• _Set exercise 1_
Retype the passage of the Bible discussion excerpt from "Actually I started" to "a bit more...." without changing anything.
• _Set exercise 2_
List every web address and image file name that appears in the Bible discussion excerpt.

Actually I started writing out a heap more, but its futile really. The Old Testament is chock full of wildly disproportionate punishments and innocent people including children being killed for the acts of others or the most utterly trivial things such as mocking a prophet for his baldness. We'll just lay this one to rest until Bootie reads a bit more....
 
Great, I think that I am ready for the next verse as well. You are correct in that English is not a very good translation to be reading the Bible in, but as long as one is able to look a little deeper than the surface, the real meanings can come through. Both sides have to be careful to not make the Bible say what it does not. It is the same as science, people often make it state something that it clearly does not.
I still cannot believe that we actually came to some sort of agreement on a Bible verse's meaning. You had better be careful, more then one person has set out to prove the Bible wrong and ended up joining the team. ;o)
 
Jeremy Bowen TV docu 'Son of God'

http://news.bbc.co.uk/1/hi/entertainment/1243954.stm

bowenA.jpg

BowenB.jpg
 
I still cannot believe that we actually came to some sort of agreement on a Bible verse's meaning. You had better be careful, more then one person has set out to prove the Bible wrong and ended up joining the team. ;o)

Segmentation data
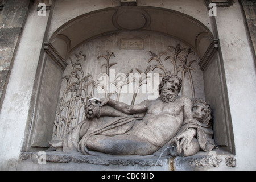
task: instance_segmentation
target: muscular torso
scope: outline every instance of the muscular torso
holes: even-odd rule
[[[184,98],[171,103],[161,100],[149,101],[143,119],[133,127],[130,133],[160,147],[170,140],[184,121]]]

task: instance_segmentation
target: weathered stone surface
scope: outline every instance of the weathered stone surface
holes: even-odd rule
[[[6,84],[6,78],[8,75],[8,71],[0,71],[0,98],[1,98],[3,92],[3,88]]]

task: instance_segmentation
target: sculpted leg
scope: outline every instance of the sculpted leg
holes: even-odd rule
[[[146,155],[158,149],[137,136],[125,135],[92,136],[87,140],[86,146],[91,150],[117,155]]]

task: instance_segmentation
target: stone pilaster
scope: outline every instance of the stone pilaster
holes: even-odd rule
[[[26,21],[30,1],[0,1],[0,106],[11,72],[13,60]]]

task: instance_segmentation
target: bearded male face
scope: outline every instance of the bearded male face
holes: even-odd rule
[[[164,103],[175,101],[180,90],[180,81],[177,78],[171,77],[165,83],[161,92],[160,97]]]

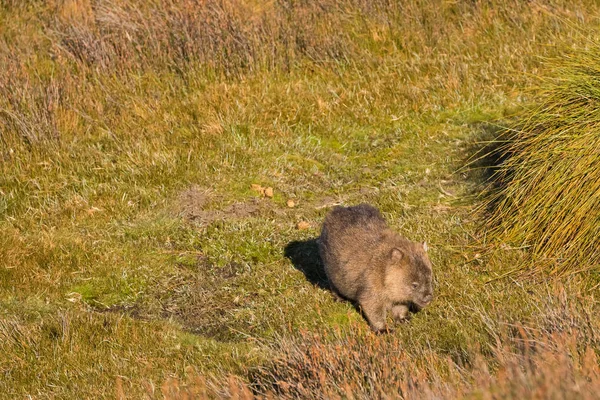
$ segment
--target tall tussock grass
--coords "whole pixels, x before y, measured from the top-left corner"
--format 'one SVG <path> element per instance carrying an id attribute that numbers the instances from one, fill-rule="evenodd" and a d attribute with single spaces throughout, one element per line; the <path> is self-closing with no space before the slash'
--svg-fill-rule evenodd
<path id="1" fill-rule="evenodd" d="M 600 266 L 600 46 L 556 65 L 537 107 L 497 139 L 492 236 L 530 250 L 537 269 Z"/>

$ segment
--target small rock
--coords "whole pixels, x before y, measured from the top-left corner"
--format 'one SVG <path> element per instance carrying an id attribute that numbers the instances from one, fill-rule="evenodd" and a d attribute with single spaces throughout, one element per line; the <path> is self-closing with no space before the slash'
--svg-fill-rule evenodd
<path id="1" fill-rule="evenodd" d="M 300 221 L 296 224 L 296 229 L 303 231 L 305 229 L 310 228 L 310 224 L 306 221 Z"/>

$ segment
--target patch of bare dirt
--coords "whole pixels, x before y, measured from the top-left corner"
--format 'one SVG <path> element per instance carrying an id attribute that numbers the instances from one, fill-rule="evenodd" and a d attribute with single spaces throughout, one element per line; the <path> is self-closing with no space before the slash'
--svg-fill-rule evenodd
<path id="1" fill-rule="evenodd" d="M 192 186 L 178 198 L 177 210 L 186 221 L 197 225 L 208 225 L 215 221 L 248 218 L 267 209 L 263 199 L 251 199 L 233 203 L 221 209 L 211 207 L 219 197 L 210 189 Z"/>

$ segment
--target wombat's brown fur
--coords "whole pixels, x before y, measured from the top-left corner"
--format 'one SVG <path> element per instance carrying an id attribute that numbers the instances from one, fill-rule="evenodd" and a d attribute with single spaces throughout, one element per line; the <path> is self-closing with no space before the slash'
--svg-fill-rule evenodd
<path id="1" fill-rule="evenodd" d="M 433 299 L 427 244 L 388 228 L 375 207 L 335 207 L 325 218 L 319 254 L 332 290 L 358 303 L 371 329 L 385 329 L 385 315 L 408 318 Z"/>

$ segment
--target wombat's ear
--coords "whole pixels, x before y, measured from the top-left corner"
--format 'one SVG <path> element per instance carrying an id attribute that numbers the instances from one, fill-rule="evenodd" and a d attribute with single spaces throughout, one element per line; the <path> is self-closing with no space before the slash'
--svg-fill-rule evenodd
<path id="1" fill-rule="evenodd" d="M 402 260 L 402 258 L 404 258 L 404 252 L 402 250 L 400 250 L 399 248 L 394 247 L 392 249 L 391 256 L 392 256 L 392 260 L 400 261 L 400 260 Z"/>

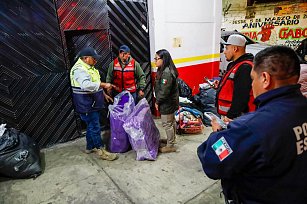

• _Expected output 1_
Actually I started writing out a heap more, but its futile really. The Old Testament is chock full of wildly disproportionate punishments and innocent people including children being killed for the acts of others or the most utterly trivial things such as mocking a prophet for his baldness. We'll just lay this one to rest until Bootie reads a bit more....

• _Expected output 2_
http://news.bbc.co.uk/1/hi/entertainment/1243954.stm
bowenA.jpg
BowenB.jpg